**WHAT IS REQUIRED**. Gather every line in the items below that contains the string "cloud". Case counts.

[Dataset items]
=======

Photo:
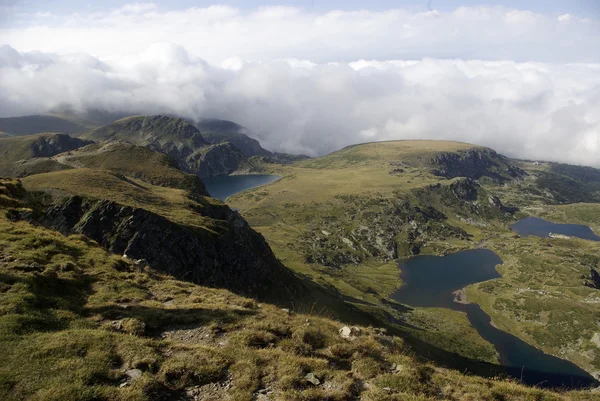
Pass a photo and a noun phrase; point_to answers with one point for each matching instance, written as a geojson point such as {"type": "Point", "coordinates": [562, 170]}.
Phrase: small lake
{"type": "Point", "coordinates": [223, 186]}
{"type": "Point", "coordinates": [429, 281]}
{"type": "Point", "coordinates": [543, 228]}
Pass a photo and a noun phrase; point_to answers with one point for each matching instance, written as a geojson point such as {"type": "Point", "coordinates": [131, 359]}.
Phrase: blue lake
{"type": "Point", "coordinates": [223, 186]}
{"type": "Point", "coordinates": [429, 281]}
{"type": "Point", "coordinates": [543, 228]}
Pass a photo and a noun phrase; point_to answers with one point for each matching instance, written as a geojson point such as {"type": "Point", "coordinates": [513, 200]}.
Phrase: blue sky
{"type": "Point", "coordinates": [580, 7]}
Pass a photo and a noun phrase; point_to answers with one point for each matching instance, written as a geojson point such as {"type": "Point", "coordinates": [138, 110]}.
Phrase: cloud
{"type": "Point", "coordinates": [531, 110]}
{"type": "Point", "coordinates": [218, 33]}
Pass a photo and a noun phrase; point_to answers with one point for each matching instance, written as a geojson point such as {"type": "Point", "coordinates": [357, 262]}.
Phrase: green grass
{"type": "Point", "coordinates": [354, 187]}
{"type": "Point", "coordinates": [132, 161]}
{"type": "Point", "coordinates": [541, 297]}
{"type": "Point", "coordinates": [74, 319]}
{"type": "Point", "coordinates": [174, 204]}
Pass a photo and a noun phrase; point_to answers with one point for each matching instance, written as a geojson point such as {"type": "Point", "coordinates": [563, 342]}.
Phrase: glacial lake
{"type": "Point", "coordinates": [429, 281]}
{"type": "Point", "coordinates": [543, 228]}
{"type": "Point", "coordinates": [223, 186]}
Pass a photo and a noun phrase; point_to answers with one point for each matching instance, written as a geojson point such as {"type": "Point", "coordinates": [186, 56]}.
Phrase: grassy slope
{"type": "Point", "coordinates": [313, 193]}
{"type": "Point", "coordinates": [13, 149]}
{"type": "Point", "coordinates": [74, 319]}
{"type": "Point", "coordinates": [171, 203]}
{"type": "Point", "coordinates": [310, 194]}
{"type": "Point", "coordinates": [132, 161]}
{"type": "Point", "coordinates": [142, 130]}
{"type": "Point", "coordinates": [541, 297]}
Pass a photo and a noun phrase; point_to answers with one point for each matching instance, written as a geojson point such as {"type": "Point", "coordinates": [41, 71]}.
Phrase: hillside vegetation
{"type": "Point", "coordinates": [341, 219]}
{"type": "Point", "coordinates": [79, 323]}
{"type": "Point", "coordinates": [28, 125]}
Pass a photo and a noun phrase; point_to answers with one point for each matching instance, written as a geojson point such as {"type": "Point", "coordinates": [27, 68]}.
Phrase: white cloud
{"type": "Point", "coordinates": [524, 83]}
{"type": "Point", "coordinates": [218, 33]}
{"type": "Point", "coordinates": [532, 110]}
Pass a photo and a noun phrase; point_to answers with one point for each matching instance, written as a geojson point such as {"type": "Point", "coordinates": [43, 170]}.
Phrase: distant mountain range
{"type": "Point", "coordinates": [207, 148]}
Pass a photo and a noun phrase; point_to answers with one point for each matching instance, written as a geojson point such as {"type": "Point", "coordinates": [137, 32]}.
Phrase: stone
{"type": "Point", "coordinates": [350, 332]}
{"type": "Point", "coordinates": [133, 374]}
{"type": "Point", "coordinates": [312, 379]}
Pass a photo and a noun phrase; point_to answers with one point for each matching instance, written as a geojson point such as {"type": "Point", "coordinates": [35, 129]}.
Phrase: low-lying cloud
{"type": "Point", "coordinates": [544, 109]}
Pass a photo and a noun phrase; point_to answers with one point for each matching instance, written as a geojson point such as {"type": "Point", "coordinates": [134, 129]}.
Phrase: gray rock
{"type": "Point", "coordinates": [312, 379]}
{"type": "Point", "coordinates": [133, 374]}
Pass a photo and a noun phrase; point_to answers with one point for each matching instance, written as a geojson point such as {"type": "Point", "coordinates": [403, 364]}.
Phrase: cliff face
{"type": "Point", "coordinates": [221, 159]}
{"type": "Point", "coordinates": [237, 258]}
{"type": "Point", "coordinates": [176, 138]}
{"type": "Point", "coordinates": [475, 163]}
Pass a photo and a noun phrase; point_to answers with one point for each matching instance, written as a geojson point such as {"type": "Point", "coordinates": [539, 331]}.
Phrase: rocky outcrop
{"type": "Point", "coordinates": [236, 257]}
{"type": "Point", "coordinates": [475, 163]}
{"type": "Point", "coordinates": [593, 280]}
{"type": "Point", "coordinates": [221, 159]}
{"type": "Point", "coordinates": [466, 198]}
{"type": "Point", "coordinates": [51, 145]}
{"type": "Point", "coordinates": [219, 131]}
{"type": "Point", "coordinates": [380, 228]}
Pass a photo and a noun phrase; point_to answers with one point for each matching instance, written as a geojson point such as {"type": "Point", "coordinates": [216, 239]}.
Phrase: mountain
{"type": "Point", "coordinates": [80, 323]}
{"type": "Point", "coordinates": [345, 218]}
{"type": "Point", "coordinates": [13, 149]}
{"type": "Point", "coordinates": [176, 138]}
{"type": "Point", "coordinates": [36, 124]}
{"type": "Point", "coordinates": [133, 161]}
{"type": "Point", "coordinates": [175, 231]}
{"type": "Point", "coordinates": [25, 155]}
{"type": "Point", "coordinates": [121, 279]}
{"type": "Point", "coordinates": [219, 131]}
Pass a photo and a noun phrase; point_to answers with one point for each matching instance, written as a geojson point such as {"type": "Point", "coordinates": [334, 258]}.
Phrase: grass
{"type": "Point", "coordinates": [541, 297]}
{"type": "Point", "coordinates": [75, 319]}
{"type": "Point", "coordinates": [132, 161]}
{"type": "Point", "coordinates": [324, 200]}
{"type": "Point", "coordinates": [171, 203]}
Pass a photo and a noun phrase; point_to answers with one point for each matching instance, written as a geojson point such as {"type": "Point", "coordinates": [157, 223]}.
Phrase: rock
{"type": "Point", "coordinates": [349, 332]}
{"type": "Point", "coordinates": [141, 263]}
{"type": "Point", "coordinates": [475, 163]}
{"type": "Point", "coordinates": [116, 325]}
{"type": "Point", "coordinates": [593, 281]}
{"type": "Point", "coordinates": [312, 379]}
{"type": "Point", "coordinates": [238, 259]}
{"type": "Point", "coordinates": [133, 374]}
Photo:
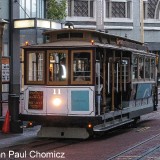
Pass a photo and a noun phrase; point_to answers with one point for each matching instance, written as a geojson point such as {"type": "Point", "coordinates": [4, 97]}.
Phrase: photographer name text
{"type": "Point", "coordinates": [32, 154]}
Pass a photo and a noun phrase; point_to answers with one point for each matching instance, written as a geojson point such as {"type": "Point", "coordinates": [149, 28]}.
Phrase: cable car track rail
{"type": "Point", "coordinates": [120, 155]}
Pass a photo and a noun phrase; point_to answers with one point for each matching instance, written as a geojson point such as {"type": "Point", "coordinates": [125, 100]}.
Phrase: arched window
{"type": "Point", "coordinates": [80, 8]}
{"type": "Point", "coordinates": [118, 9]}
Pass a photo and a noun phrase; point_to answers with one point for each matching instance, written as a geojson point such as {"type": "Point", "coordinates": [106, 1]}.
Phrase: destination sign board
{"type": "Point", "coordinates": [35, 100]}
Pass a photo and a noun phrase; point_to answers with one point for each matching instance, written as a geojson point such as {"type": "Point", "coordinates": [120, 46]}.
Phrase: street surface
{"type": "Point", "coordinates": [127, 143]}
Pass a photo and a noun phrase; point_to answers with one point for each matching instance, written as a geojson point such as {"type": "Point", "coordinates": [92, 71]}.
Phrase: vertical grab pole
{"type": "Point", "coordinates": [121, 81]}
{"type": "Point", "coordinates": [104, 81]}
{"type": "Point", "coordinates": [99, 90]}
{"type": "Point", "coordinates": [117, 77]}
{"type": "Point", "coordinates": [113, 61]}
{"type": "Point", "coordinates": [124, 76]}
{"type": "Point", "coordinates": [108, 77]}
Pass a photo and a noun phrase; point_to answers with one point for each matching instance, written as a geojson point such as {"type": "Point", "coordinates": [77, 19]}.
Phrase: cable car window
{"type": "Point", "coordinates": [125, 64]}
{"type": "Point", "coordinates": [135, 67]}
{"type": "Point", "coordinates": [35, 67]}
{"type": "Point", "coordinates": [81, 67]}
{"type": "Point", "coordinates": [57, 66]}
{"type": "Point", "coordinates": [153, 63]}
{"type": "Point", "coordinates": [147, 67]}
{"type": "Point", "coordinates": [141, 67]}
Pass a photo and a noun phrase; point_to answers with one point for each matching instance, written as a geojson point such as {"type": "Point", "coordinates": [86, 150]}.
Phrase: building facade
{"type": "Point", "coordinates": [135, 19]}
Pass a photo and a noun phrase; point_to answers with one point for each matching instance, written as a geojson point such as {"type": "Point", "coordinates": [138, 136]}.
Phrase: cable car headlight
{"type": "Point", "coordinates": [57, 101]}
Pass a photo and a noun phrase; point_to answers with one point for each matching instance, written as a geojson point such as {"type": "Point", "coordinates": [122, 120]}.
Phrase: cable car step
{"type": "Point", "coordinates": [110, 125]}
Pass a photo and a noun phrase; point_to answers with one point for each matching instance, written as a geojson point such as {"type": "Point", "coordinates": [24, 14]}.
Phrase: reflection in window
{"type": "Point", "coordinates": [147, 67]}
{"type": "Point", "coordinates": [80, 8]}
{"type": "Point", "coordinates": [57, 66]}
{"type": "Point", "coordinates": [120, 9]}
{"type": "Point", "coordinates": [81, 66]}
{"type": "Point", "coordinates": [35, 66]}
{"type": "Point", "coordinates": [31, 8]}
{"type": "Point", "coordinates": [135, 66]}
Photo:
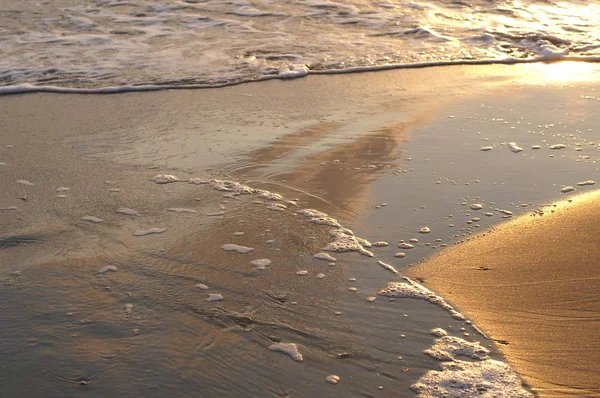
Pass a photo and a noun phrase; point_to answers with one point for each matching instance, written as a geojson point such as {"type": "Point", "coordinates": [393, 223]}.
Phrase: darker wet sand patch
{"type": "Point", "coordinates": [533, 285]}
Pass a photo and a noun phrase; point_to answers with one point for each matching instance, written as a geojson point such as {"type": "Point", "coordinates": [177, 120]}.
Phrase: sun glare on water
{"type": "Point", "coordinates": [560, 73]}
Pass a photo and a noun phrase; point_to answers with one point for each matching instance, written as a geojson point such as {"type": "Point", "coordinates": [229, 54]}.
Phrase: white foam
{"type": "Point", "coordinates": [585, 183]}
{"type": "Point", "coordinates": [128, 308]}
{"type": "Point", "coordinates": [324, 256]}
{"type": "Point", "coordinates": [214, 297]}
{"type": "Point", "coordinates": [379, 244]}
{"type": "Point", "coordinates": [164, 179]}
{"type": "Point", "coordinates": [567, 189]}
{"type": "Point", "coordinates": [388, 267]}
{"type": "Point", "coordinates": [127, 211]}
{"type": "Point", "coordinates": [277, 207]}
{"type": "Point", "coordinates": [108, 268]}
{"type": "Point", "coordinates": [150, 231]}
{"type": "Point", "coordinates": [318, 217]}
{"type": "Point", "coordinates": [261, 263]}
{"type": "Point", "coordinates": [181, 210]}
{"type": "Point", "coordinates": [346, 241]}
{"type": "Point", "coordinates": [489, 378]}
{"type": "Point", "coordinates": [289, 349]}
{"type": "Point", "coordinates": [231, 247]}
{"type": "Point", "coordinates": [447, 348]}
{"type": "Point", "coordinates": [438, 332]}
{"type": "Point", "coordinates": [332, 379]}
{"type": "Point", "coordinates": [411, 289]}
{"type": "Point", "coordinates": [514, 147]}
{"type": "Point", "coordinates": [92, 219]}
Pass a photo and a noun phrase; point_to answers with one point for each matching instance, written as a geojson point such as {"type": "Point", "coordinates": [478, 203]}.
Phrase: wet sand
{"type": "Point", "coordinates": [157, 317]}
{"type": "Point", "coordinates": [532, 284]}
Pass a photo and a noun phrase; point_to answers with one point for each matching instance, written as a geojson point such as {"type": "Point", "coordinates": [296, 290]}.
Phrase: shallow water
{"type": "Point", "coordinates": [140, 43]}
{"type": "Point", "coordinates": [148, 325]}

=======

**TASK RESPONSE**.
Phrase: cloud
Phrase: white cloud
Phrase: low-lying cloud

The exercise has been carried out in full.